**TEXTO PARA LEITURA**:
·····

Fundação Casa - Márcio Komesu/UOL
Fundação Casa Imagem: Márcio Komesu/UOL

Pepita Ortega

São Paulo

27/07/2022 13h22

O Ministério Público de São Paulo denunciou nesta segunda-feira, 25, nove ex-funcionários da Fundação Casa por crimes de tortura, violência arbitrária e falsidade ideológica praticados contra internos da unidade 'Casa Paulista', situada na Vila Maria.

O ex-diretor da unidade, Christian Lopes de Oliveira, é acusado dos crimes de tortura, violência arbitrária e falsidades ideológicas. A Promotoria narra oito fatos criminosos, denunciando ainda ex-ocupantes das funções de coordenador de equipe, agente de apoio socioeducativo, psicólogo, assistente social e agente educacional.

A imputação de tortura envolve as agressões a um adolescente de 17 anos que cumpria medida socioeducativa na Fundação Casa. Segundo a denúncia, o jovem foi atingido com socos, cotoveladas e tapas no rosto e no corpo, além de joelhadas em suas costelas e costas. Os denunciados chegaram a algemar o adolescente, que tentava se esquivar dos golpes, para continuar a agredi-lo. Além disso, deram uma 'gravata' do adolescente, que quase desmaiou.

Após o que o MP chamou de 'sessão de tortura', o adolescente foi levado ao refeitório da Casa Paulista, 'com rosto deformado e desfigurado pelas agressões'.

A Promotoria diz que as agressões se deram não só para 'castigar' o jovem, mas também 'ameaçar e amedrontar os demais adolescentes, que poderiam também ser espancados caso desobedecessem às ordens, ainda que arbitrárias, do então Diretor de Unidade'.

Na ocasião, o então diretor da 'Casa Paulista' ainda desferiu golpes contra o rosto de um outro interno, 'além de ofendê-lo e acusa-lo de incitar os demais internos contra sua administração, no que também o submeteu a vexame e a constrangimento ilegais'.

A Promotoria narra também que, após a tortura, os denunciados 'passaram a confeccionar uma série de documentos públicos com conteúdo ideologicamente falso para garantir a impunidade do gravíssimo crime por eles praticado'.

A denúncia sustenta que foram registrados um registro de ocorrência e um boletim de ocorrência com conteúdo falso. Segundo o MP, foram omitidas informações sobre as lesões existentes em um dos adolescentes e dados falsos foram inseridos também em documentos referentes ao atendimento de saúde.

Ainda de acordo com a denúncia, com base em tais documentos falsos, o então diretor da unidade submeteu o adolescente que fora espancado a uma Comissão de Avaliação Disciplinar, acusando o jovem, 'de forma ilegal e mentirosa, de ter cometido faltas de incitar ou participar de movimento para subverter a ordem ou disciplina internas e praticar agressão física contra autoridades'.

·····

**INFORMAÇÕES REGISTRADAS**:

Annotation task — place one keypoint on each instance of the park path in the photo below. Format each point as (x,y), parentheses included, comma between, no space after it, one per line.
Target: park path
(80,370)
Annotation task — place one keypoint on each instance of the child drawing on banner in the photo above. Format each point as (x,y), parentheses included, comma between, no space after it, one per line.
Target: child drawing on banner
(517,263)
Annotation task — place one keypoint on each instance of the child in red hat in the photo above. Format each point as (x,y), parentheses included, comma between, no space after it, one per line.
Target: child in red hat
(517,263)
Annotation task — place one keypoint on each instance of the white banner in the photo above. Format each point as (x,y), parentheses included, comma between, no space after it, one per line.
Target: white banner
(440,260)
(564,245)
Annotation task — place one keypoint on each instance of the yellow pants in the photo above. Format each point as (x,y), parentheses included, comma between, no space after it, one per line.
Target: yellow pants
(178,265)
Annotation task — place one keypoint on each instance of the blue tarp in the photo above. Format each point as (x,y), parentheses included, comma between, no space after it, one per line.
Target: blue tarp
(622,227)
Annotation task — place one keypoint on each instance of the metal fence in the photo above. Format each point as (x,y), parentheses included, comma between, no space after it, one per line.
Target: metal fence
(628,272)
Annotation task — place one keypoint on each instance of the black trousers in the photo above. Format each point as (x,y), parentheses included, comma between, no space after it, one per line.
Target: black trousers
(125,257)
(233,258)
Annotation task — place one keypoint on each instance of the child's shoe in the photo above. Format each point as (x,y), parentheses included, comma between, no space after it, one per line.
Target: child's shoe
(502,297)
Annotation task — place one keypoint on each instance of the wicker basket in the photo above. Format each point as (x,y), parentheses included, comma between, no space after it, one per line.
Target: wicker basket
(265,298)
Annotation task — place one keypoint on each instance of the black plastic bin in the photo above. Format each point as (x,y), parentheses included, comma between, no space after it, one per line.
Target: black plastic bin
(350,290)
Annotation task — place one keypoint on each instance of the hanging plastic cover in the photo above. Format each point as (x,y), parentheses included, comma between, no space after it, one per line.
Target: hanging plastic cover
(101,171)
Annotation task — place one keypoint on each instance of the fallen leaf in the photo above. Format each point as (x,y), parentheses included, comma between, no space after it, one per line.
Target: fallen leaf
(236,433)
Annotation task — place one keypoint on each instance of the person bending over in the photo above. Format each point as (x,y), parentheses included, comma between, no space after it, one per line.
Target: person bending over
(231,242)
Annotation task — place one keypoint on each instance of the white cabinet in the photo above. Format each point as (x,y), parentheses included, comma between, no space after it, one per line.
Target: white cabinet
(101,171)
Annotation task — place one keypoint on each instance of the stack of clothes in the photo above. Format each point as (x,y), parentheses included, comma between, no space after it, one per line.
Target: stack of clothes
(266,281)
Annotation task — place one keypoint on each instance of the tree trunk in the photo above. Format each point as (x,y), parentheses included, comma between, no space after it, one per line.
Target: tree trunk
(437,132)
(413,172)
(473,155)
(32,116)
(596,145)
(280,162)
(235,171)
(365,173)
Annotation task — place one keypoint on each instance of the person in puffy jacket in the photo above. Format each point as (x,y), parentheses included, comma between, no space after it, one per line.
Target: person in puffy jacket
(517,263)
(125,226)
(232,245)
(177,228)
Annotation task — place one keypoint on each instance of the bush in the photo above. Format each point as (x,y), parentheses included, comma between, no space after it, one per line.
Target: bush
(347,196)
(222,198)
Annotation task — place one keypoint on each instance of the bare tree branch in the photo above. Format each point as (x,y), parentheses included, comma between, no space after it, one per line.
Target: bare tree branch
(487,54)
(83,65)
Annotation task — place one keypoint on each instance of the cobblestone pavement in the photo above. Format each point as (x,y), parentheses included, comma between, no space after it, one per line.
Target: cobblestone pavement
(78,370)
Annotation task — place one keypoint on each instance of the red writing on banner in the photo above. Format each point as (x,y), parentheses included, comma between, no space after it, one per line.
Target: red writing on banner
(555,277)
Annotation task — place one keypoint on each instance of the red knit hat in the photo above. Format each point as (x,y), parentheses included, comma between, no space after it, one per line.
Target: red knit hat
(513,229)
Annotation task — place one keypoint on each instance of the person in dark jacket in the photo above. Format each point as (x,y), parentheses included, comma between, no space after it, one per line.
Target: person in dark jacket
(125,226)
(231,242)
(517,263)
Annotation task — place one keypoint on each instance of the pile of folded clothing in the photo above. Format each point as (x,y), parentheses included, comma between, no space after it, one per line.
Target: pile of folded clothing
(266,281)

·····

**PROBLEMA PROPOSTO 1**: Você pode repetir, sem qualquer alteração, os registros que começam na linha com "of the pile" e seguem até o último registro, incluindo as duas pontas?
**PROBLEMA PROPOSTO 2**: Como segue a reportagem sobre a denúncia contra ex-funcionários da Fundação Casa? Escreva a continuação a partir do ponto em que o texto termina.
O texto e os registros têm origens distintas.

**RESPOSTA FINAL 1**:
Annotation task — place one keypoint on each instance of the pile of folded clothing in the photo above. Format each point as (x,y), parentheses included, comma between, no space after it, one per line.
Target: pile of folded clothing
(266,281)

**RESPOSTA FINAL 2**:
"Certo é que todos os documentos acima indicados, nos termos do próprio relatório da Corregedoria da Fundação Casa, "foram vergonhosamente elaborados de forma fraudulenta, tentando a todo momento mascarar e/ou encobrir a situação verdadeira ocorrida em 26 de julho de 2018" (fls. 272 do PAD 1749/18), com participação de todos os denunciados, se valendo do seu cargo, na edição de documentos públicos com conteúdo ideologicamente falso para assegurar a impunidade dos crimes praticados no interior da Casa Paulista", registra a peça apresentada à Justiça.

A Promotoria entende que os crimes 'se revestem de gravidade em concreto elevada' uma vez que foram praticados por agentes públicos, no interior de unidade da Fundação Casa, 'cujos intuitos pedagógico e socioeducativo foram subvertidos por meio de violência praticada contra adolescentes pelas pessoas que tinha o dever de garantir e preservar seus direitos, e com envolvimento de outros funcionários que, por ação ou omissão dolosas, contribuíram para maquiar a realidade em documentos falsos e, garantir assim, a impunidade sobre os fatos do dia 26 de julho de 2018'.

Em cota apresentada junto da denúncia, a Promotoria ainda defende que, no caso dos quatro ex-servidores denunciados por tortura, não cabe acordo de não persecução penal ou suspensão condicional do processo.

Na avaliação do Ministério Público, os crimes praticados 'envolvem violência extrema em face de adolescentes, no interior de unidade da Fundação Casa, cujo intuito pedagógico e socioeducativo foi por eles deturpado, tornando-se local de espancamento, constrangimento e tortura, justamente por funcionários que detinham poder e dever de garantir sua segurança'.

"Violaram-se deveres humanitários básicos, bem como disposições constitucionais basilares. A devida responsabilização penal, com sancionamento proporcional à gravidade dos fatos, é a única medida adequada e suficiente para repressão e prevenção penais", registra a peça.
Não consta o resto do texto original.